───── Entries provided
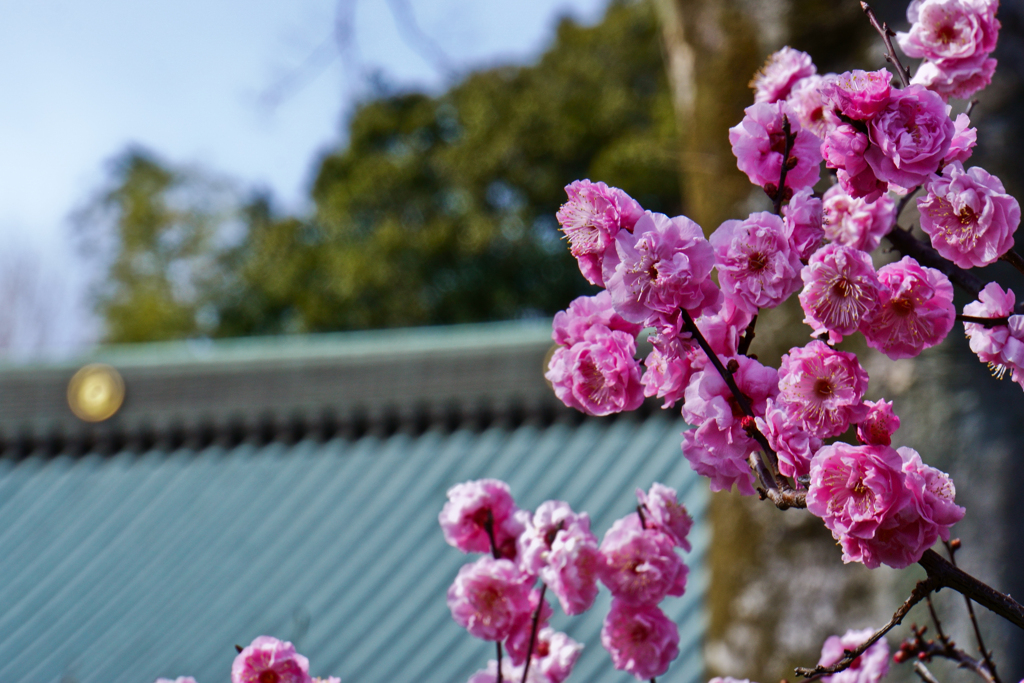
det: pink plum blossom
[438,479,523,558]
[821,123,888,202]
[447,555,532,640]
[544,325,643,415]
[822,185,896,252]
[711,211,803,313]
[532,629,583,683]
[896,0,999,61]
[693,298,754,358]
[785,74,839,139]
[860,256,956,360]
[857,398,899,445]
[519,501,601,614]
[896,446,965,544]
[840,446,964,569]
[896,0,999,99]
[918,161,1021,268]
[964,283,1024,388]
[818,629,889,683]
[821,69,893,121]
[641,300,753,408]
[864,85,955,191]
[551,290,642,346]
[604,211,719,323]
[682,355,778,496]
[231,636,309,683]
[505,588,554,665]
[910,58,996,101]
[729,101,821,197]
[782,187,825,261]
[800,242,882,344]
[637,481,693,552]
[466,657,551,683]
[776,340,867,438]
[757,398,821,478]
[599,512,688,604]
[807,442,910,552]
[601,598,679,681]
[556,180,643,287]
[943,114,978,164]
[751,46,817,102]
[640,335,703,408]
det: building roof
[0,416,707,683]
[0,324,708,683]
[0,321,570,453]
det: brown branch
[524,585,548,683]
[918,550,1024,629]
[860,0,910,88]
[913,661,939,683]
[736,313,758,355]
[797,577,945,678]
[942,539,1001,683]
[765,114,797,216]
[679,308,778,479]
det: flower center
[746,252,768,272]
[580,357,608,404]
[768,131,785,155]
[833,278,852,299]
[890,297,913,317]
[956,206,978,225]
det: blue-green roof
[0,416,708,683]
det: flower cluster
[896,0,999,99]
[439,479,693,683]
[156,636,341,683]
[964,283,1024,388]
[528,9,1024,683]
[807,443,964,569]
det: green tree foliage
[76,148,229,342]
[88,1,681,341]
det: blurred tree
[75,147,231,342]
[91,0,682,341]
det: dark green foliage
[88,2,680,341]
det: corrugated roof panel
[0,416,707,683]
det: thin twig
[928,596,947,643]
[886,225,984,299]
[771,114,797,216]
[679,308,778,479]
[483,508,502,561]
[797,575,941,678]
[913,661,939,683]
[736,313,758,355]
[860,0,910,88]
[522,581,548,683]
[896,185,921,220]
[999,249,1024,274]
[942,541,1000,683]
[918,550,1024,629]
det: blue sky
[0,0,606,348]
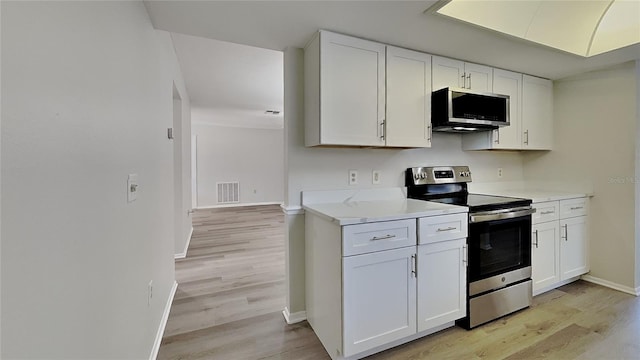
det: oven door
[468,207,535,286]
──────────
───── Entries provided
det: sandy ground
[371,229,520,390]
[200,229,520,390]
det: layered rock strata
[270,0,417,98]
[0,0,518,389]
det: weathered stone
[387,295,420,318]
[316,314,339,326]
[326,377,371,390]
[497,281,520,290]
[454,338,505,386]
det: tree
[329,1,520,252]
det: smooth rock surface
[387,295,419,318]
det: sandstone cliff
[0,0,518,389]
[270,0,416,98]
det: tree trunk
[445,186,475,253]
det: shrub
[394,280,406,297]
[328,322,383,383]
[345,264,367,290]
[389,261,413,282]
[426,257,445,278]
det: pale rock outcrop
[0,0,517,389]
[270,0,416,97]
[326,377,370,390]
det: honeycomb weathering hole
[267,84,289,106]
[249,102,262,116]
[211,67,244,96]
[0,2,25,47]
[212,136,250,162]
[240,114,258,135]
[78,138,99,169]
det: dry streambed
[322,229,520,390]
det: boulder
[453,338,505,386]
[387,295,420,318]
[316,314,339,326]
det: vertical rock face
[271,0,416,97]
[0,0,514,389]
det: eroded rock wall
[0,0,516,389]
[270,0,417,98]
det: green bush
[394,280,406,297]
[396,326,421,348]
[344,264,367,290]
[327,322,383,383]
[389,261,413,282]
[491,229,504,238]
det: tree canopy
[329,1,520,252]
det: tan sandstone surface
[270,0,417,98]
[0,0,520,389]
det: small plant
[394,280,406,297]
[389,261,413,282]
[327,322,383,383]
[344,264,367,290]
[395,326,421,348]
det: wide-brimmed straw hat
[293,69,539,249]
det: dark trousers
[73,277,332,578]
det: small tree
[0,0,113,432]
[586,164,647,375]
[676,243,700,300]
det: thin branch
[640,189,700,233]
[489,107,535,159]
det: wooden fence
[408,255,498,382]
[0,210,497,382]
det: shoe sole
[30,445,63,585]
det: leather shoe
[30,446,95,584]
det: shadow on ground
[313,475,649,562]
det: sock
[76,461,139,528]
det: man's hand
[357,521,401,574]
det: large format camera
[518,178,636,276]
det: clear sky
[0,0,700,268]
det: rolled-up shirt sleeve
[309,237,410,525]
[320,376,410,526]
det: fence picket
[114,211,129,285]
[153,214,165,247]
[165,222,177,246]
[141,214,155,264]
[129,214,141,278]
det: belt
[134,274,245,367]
──────────
Task statement ▸
Could you give back everything from the line containing "det: dry streambed" down to the line containing "[30,445,63,585]", renaming "boulder" to "large stone" and leaving the rest unchanged?

Written response ▸
det: dry streambed
[322,229,520,390]
det: large stone
[453,338,505,386]
[387,295,420,318]
[316,314,339,326]
det: vertical rock face
[271,0,416,97]
[0,0,514,389]
det: eroded rock wall
[0,0,516,389]
[270,0,417,98]
det: green bush
[394,280,406,297]
[396,326,421,348]
[344,264,367,290]
[327,322,383,383]
[389,261,413,282]
[491,229,504,238]
det: tree canopy
[329,1,520,252]
det: tan sandstone surface
[270,0,417,98]
[0,0,520,389]
det: small plant
[394,280,406,297]
[389,261,413,282]
[327,322,383,383]
[344,264,367,290]
[395,326,421,348]
det: wide-brimmed straw hat
[293,69,539,249]
det: dark trousers
[73,277,332,578]
det: small tree
[0,0,113,432]
[586,164,647,375]
[676,243,700,300]
det: thin branch
[640,189,700,233]
[489,107,535,159]
det: wooden fence
[408,255,498,382]
[0,210,497,382]
det: shoe sole
[30,445,63,585]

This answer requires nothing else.